A run of records
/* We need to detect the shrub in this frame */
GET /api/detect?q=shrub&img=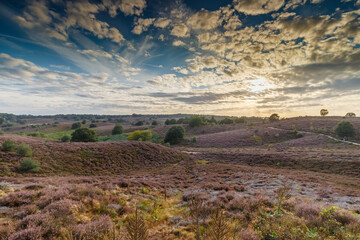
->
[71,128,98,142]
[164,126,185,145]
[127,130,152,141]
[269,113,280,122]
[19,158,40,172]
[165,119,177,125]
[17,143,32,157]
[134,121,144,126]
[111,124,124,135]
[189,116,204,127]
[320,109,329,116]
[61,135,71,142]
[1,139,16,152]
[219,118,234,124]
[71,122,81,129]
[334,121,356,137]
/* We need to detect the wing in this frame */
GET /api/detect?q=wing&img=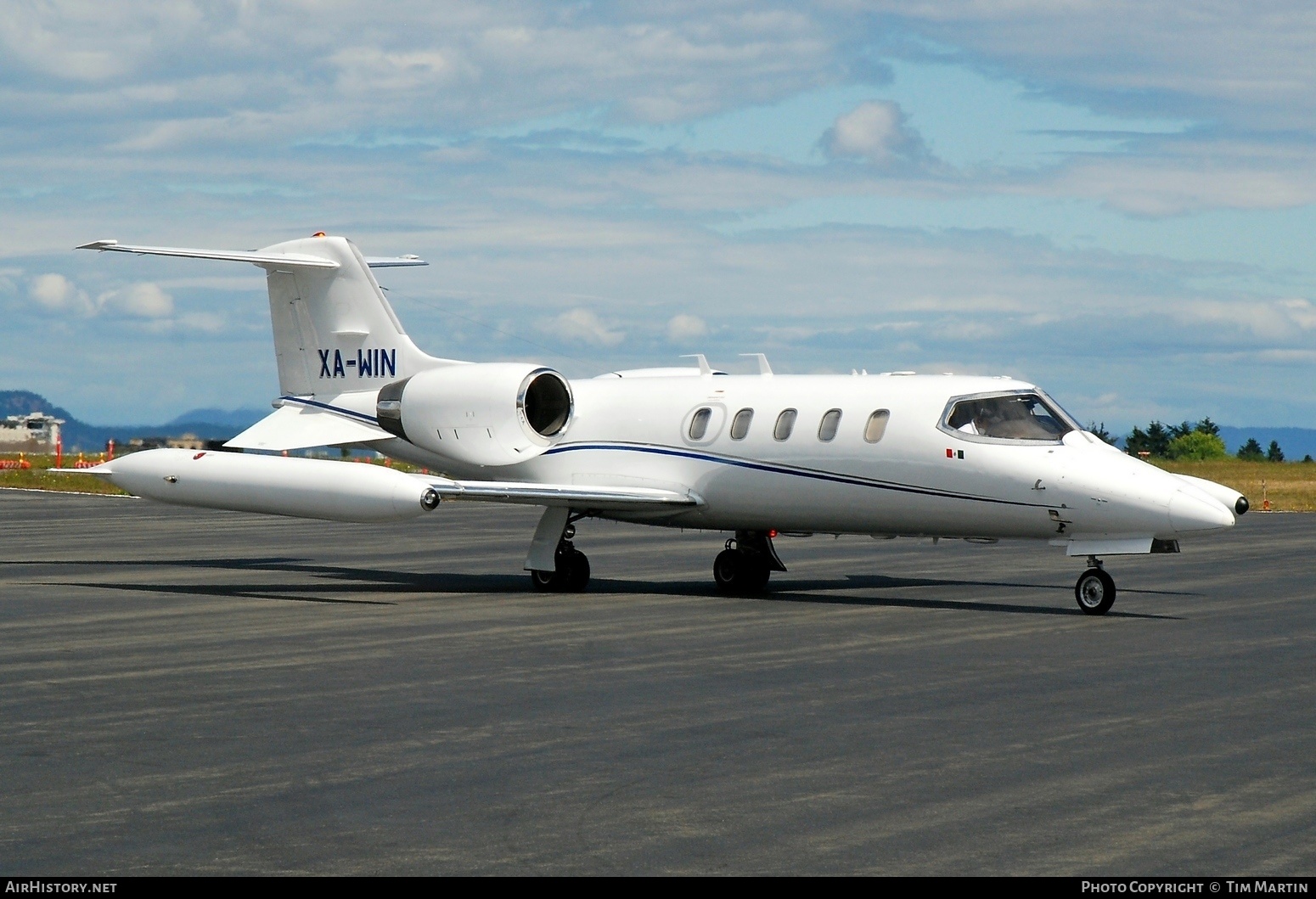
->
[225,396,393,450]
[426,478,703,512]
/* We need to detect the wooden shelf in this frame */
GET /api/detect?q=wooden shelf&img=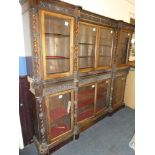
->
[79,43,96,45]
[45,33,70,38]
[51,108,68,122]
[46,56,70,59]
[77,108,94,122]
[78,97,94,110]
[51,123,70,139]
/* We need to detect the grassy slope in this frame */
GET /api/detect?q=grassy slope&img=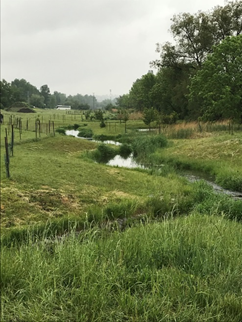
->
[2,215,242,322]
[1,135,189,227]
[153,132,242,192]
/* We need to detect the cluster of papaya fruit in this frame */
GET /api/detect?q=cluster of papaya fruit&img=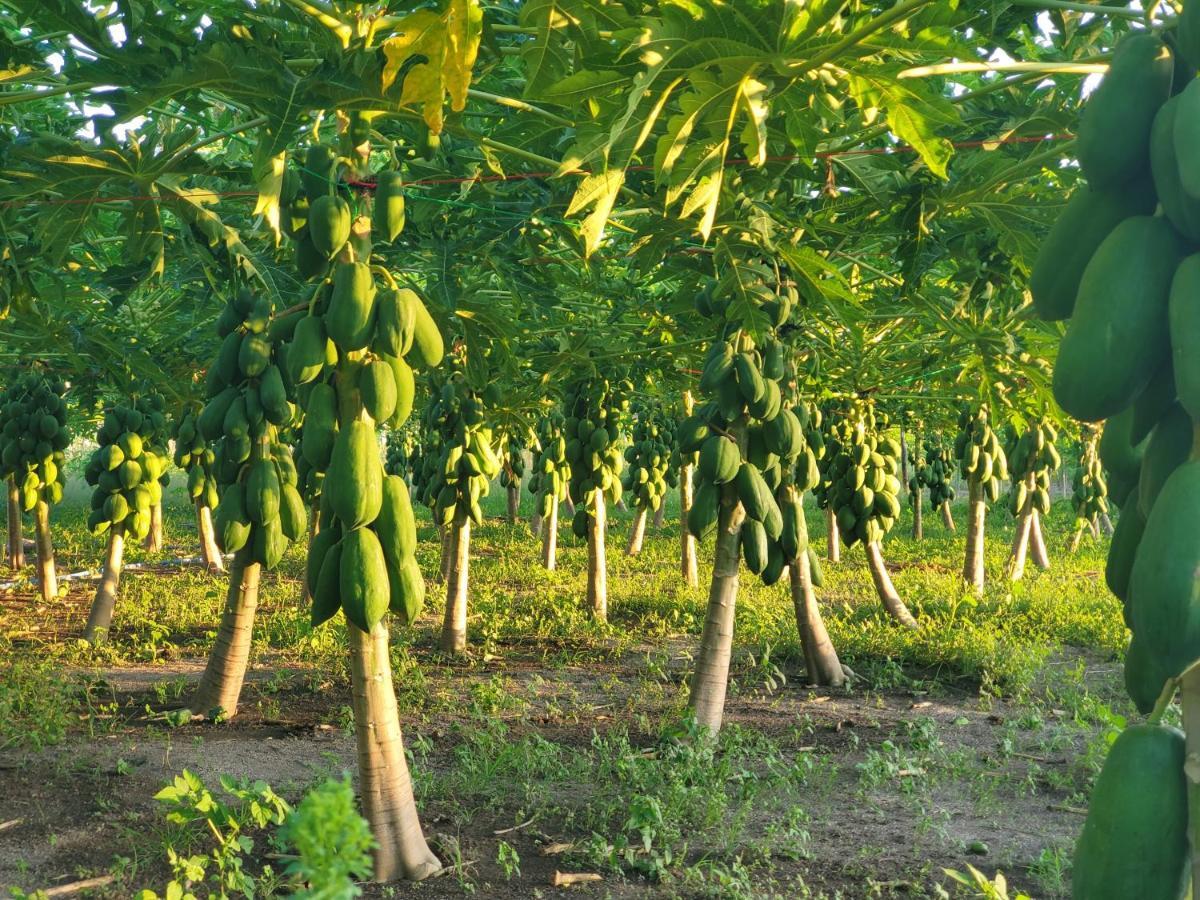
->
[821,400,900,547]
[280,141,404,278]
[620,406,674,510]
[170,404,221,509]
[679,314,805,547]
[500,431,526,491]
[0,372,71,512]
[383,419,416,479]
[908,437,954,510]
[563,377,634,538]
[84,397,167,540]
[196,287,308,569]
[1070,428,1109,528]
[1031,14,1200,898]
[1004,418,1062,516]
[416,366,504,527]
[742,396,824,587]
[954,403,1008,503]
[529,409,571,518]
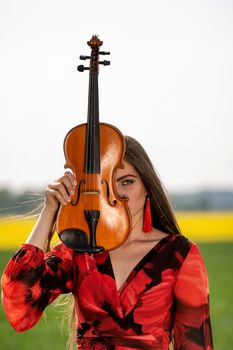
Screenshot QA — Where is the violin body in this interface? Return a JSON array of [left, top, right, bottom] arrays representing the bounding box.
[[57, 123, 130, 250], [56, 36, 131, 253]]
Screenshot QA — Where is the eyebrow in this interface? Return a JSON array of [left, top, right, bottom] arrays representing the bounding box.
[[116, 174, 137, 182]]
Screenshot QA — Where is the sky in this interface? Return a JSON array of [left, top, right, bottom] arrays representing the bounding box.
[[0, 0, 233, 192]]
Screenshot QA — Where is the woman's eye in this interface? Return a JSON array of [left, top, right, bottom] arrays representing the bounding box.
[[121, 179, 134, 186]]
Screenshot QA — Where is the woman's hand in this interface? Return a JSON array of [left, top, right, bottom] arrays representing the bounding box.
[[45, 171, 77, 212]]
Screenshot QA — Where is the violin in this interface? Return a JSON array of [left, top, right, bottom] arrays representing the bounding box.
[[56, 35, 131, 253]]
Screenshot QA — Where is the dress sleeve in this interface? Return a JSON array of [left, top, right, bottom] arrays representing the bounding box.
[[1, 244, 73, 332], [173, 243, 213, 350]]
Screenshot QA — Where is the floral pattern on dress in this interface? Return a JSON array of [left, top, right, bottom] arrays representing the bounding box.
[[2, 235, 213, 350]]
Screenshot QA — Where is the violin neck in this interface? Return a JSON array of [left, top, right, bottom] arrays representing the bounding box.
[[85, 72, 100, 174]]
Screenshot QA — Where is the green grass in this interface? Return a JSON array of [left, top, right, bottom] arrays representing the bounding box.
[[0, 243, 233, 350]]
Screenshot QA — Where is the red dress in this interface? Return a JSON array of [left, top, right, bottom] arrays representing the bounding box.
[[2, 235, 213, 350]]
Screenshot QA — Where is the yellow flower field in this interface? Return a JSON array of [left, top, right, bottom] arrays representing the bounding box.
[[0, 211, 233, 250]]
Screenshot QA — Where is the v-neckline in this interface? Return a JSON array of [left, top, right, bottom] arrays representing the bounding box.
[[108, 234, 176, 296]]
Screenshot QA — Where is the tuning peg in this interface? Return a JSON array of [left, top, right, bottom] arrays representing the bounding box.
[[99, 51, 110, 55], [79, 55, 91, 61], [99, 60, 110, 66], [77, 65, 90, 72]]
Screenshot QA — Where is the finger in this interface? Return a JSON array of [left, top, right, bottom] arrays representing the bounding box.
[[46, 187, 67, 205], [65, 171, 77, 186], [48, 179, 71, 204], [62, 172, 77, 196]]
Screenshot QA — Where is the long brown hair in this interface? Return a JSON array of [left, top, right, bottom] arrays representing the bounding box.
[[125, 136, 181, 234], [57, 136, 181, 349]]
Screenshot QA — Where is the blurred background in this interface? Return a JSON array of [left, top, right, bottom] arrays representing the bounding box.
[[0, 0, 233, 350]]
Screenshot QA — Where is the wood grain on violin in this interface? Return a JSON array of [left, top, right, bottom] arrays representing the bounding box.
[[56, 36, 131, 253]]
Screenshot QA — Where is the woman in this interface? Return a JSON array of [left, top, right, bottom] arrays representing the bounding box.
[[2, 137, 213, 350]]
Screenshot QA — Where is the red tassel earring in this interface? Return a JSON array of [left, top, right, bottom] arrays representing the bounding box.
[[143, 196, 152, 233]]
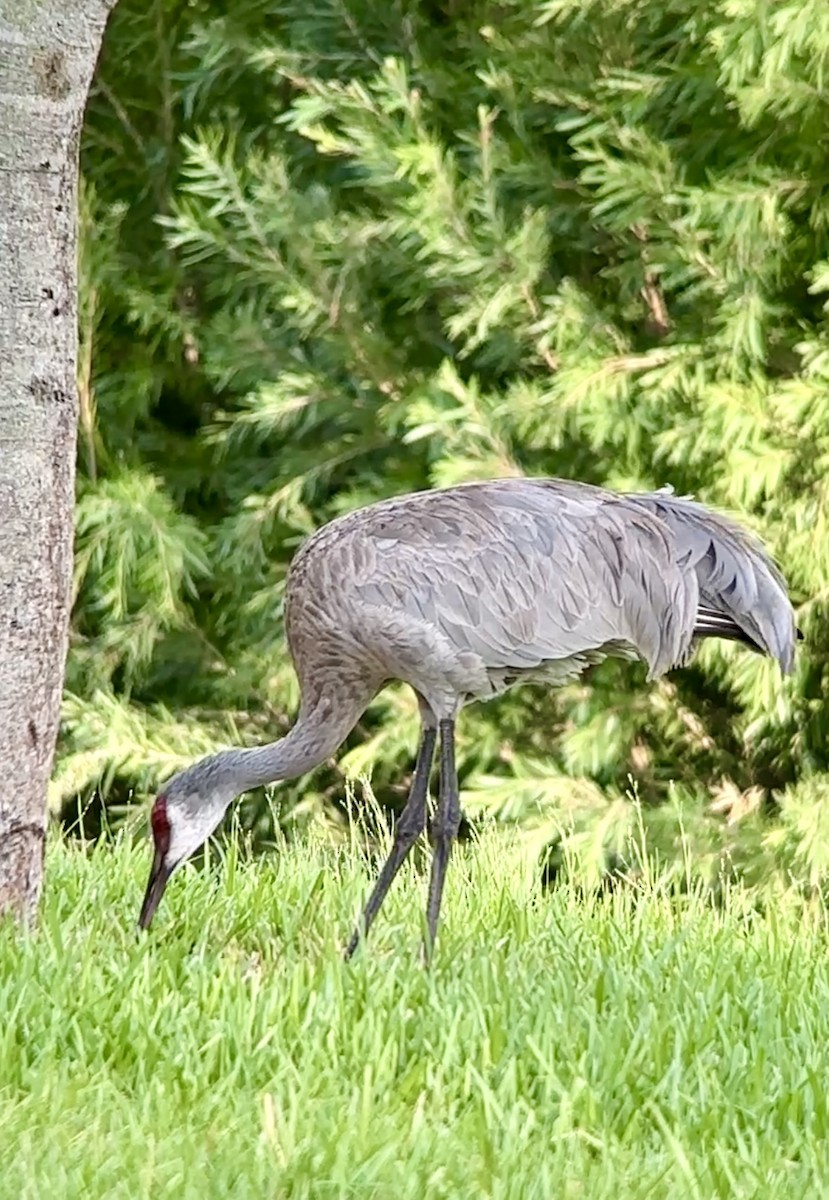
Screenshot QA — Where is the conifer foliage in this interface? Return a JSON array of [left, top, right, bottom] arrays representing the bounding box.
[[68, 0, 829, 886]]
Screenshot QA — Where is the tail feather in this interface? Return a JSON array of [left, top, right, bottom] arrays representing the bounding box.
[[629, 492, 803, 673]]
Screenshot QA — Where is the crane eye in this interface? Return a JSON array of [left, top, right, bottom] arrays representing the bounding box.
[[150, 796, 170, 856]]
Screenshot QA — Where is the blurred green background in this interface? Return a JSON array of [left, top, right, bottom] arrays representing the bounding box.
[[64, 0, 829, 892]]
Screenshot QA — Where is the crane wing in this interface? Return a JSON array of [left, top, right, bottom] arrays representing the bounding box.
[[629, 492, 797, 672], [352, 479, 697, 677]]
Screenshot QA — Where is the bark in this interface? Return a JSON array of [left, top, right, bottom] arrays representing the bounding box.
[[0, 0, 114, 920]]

WHAT IS EXPECTED: Lay out every line of the listing above as a Markdown table with the columns "Row" and "Line," numbering the rows and omitting blank lines. Leave the pictures out of the answer.

OUTPUT OF THE TASK:
| Row | Line |
|---|---|
| 1 | /* We need to detect the shrub in this frame */ |
| 2 | GET /api/detect?q=shrub&img= |
| 3 | -> |
| 4 | [71,128,98,142] |
| 5 | [164,126,185,145] |
| 6 | [127,130,152,141] |
| 7 | [269,113,280,122] |
| 8 | [19,158,40,172] |
| 9 | [165,119,177,125] |
| 10 | [17,143,32,157] |
| 11 | [134,121,144,126] |
| 12 | [111,124,124,135] |
| 13 | [189,116,204,127] |
| 14 | [320,109,329,116] |
| 15 | [61,135,71,142] |
| 16 | [1,139,16,152] |
| 17 | [219,118,234,124] |
| 18 | [71,122,81,129] |
| 19 | [334,121,356,137] |
| 20 | /* We need to detect the wing in this frame */ |
| 21 | GET /api/detect?q=wing&img= |
| 22 | -> |
| 23 | [225,396,393,450] |
| 24 | [426,478,703,512] |
| 25 | /* We need to detect the wooden shelf in this frame */ |
| 26 | GET /api/detect?q=wooden shelf&img= |
| 27 | -> |
| 28 | [79,43,96,45] |
| 29 | [45,33,70,38] |
| 30 | [51,108,68,122] |
| 31 | [46,56,70,59] |
| 32 | [77,108,94,122] |
| 33 | [78,97,94,110] |
| 34 | [51,123,70,139] |
| 35 | /* We need to detect the grassy slope in this frame */ |
| 36 | GET /api/detect?q=grassy slope&img= |
| 37 | -> |
| 38 | [2,215,242,322] |
| 39 | [1,135,189,227] |
| 40 | [153,132,242,192] |
| 41 | /* We need to detect the cluster of papaya fruit in this frame */ |
| 42 | GET /api/detect?q=cluster of papaya fruit&img= |
| 43 | -> |
| 44 | [821,400,900,547] |
| 45 | [280,141,404,278] |
| 46 | [620,406,674,510] |
| 47 | [170,404,221,509] |
| 48 | [679,314,805,547] |
| 49 | [500,431,526,491] |
| 50 | [0,372,71,512] |
| 51 | [383,419,416,479] |
| 52 | [908,437,954,510] |
| 53 | [563,377,634,538] |
| 54 | [84,397,167,540] |
| 55 | [196,287,308,569] |
| 56 | [1070,428,1109,528] |
| 57 | [1031,14,1200,898] |
| 58 | [1004,418,1062,516] |
| 59 | [416,366,504,527] |
| 60 | [742,396,824,587] |
| 61 | [954,403,1008,503] |
| 62 | [529,409,571,518] |
| 63 | Screenshot QA — Where is the violin body in this interface? Return a JSON array of [left, top, right, bottom] arrays representing the bounding box. |
| 64 | [[57, 123, 130, 250], [56, 36, 131, 253]] |
| 65 | Screenshot QA — Where is the eyebrow in this interface? Return a JSON array of [left, top, right, bottom] arrays representing the bounding box. |
| 66 | [[116, 174, 137, 182]] |
| 67 | Screenshot QA — Where is the sky in this interface? Return a JSON array of [left, top, right, bottom] arrays representing the bounding box. |
| 68 | [[0, 0, 233, 192]] |
| 69 | Screenshot QA — Where is the woman's eye in this interface? Return a JSON array of [left, top, right, bottom] arrays representing the bounding box. |
| 70 | [[121, 179, 134, 186]] |
| 71 | Screenshot QA — Where is the woman's hand in this interface? Return a JSON array of [left, top, right, bottom] arrays representing the bounding box. |
| 72 | [[45, 171, 77, 212]] |
| 73 | Screenshot QA — Where is the violin in this interface? Return a JSON array of [left, top, right, bottom] arrays representing the bounding box. |
| 74 | [[56, 35, 131, 253]] |
| 75 | Screenshot QA — Where is the dress sleeve in this interface? Return a JSON array of [left, top, right, bottom] arrays representing the bounding box. |
| 76 | [[1, 244, 73, 332], [173, 243, 213, 350]] |
| 77 | Screenshot QA — Where is the floral pattern on dress in this interface? Return a JSON array of [left, top, right, bottom] arrays representing the bounding box. |
| 78 | [[2, 235, 213, 350]] |
| 79 | Screenshot QA — Where is the violin neck in this interface? Return a JSON array of [left, top, right, bottom] arrays representing the bounding box. |
| 80 | [[85, 72, 100, 174]] |
| 81 | Screenshot QA — Where is the green grass in this interface? Return a JSON array of [left, top, right, bottom] arrays representing the bounding box. |
| 82 | [[0, 243, 233, 350]] |
| 83 | Screenshot QA — Where is the red dress in this interface? Return a JSON array of [left, top, right, bottom] arrays representing the bounding box. |
| 84 | [[2, 235, 213, 350]] |
| 85 | Screenshot QA — Where is the yellow flower field in this interface? Return a JSON array of [left, top, right, bottom] arrays representing the bounding box. |
| 86 | [[0, 211, 233, 250]] |
| 87 | Screenshot QA — Where is the v-neckline in this interface? Return a JSON array of [left, top, right, bottom] arrays representing the bounding box. |
| 88 | [[108, 234, 176, 296]] |
| 89 | Screenshot QA — Where is the tuning peg in this interface? Return a JSON array of [left, top, right, bottom] arrays representing the bounding box. |
| 90 | [[99, 51, 110, 55], [79, 55, 91, 61], [99, 60, 110, 66], [77, 65, 90, 72]] |
| 91 | Screenshot QA — Where is the finger in this interface? Return a JSON array of [left, top, right, bottom] arrays representing the bounding box. |
| 92 | [[46, 187, 67, 205], [65, 171, 77, 186], [48, 179, 71, 204], [62, 172, 77, 196]] |
| 93 | Screenshot QA — Where is the long brown hair in this interface? Return a JSON array of [left, top, right, bottom] arrays representing the bounding box. |
| 94 | [[125, 136, 181, 234], [57, 136, 181, 349]] |
| 95 | Screenshot QA — Where is the blurred background in this interface? Return a JSON array of [left, top, right, bottom] arrays representing the bounding box. |
| 96 | [[0, 0, 233, 350]] |
| 97 | Screenshot QA — Where is the wood grain on violin in this interface? Return a JSON array of [left, top, right, bottom] arrays representing the bounding box. |
| 98 | [[56, 36, 131, 253]] |
| 99 | Screenshot QA — Where is the woman in this interface? Return a JSON array of [left, top, right, bottom] arrays representing the bounding box. |
| 100 | [[2, 137, 213, 350]] |
| 101 | Screenshot QA — Where is the red tassel earring in this interface? Return a JSON array of [left, top, right, bottom] arrays representing the bounding box. |
| 102 | [[143, 196, 152, 233]] |
| 103 | Screenshot QA — Where is the conifer foliage in this interface? Return a JSON array of [left, top, right, bottom] arrays representing the bounding box. |
| 104 | [[68, 0, 829, 886]] |
| 105 | Screenshot QA — Where is the tail feather in this interface? Return a JSON array of [left, top, right, bottom] arrays representing the bounding box. |
| 106 | [[629, 492, 803, 673]] |
| 107 | Screenshot QA — Where is the crane eye in this interface? Return a JSON array of [left, top, right, bottom] arrays representing the bounding box. |
| 108 | [[150, 796, 170, 856]] |
| 109 | Screenshot QA — Where is the blurred green background in this interface? Return a JSON array of [left, top, right, bottom] arrays representing the bounding box. |
| 110 | [[64, 0, 829, 892]] |
| 111 | Screenshot QA — Where is the crane wing in this interface? Return a JSON array of [left, top, right, bottom] arrays representing the bounding box. |
| 112 | [[629, 492, 797, 672], [352, 479, 697, 677]] |
| 113 | Screenshot QA — Where is the bark in this interface? Return a JSON array of [left, top, right, bottom] arrays representing the bounding box. |
| 114 | [[0, 0, 114, 920]] |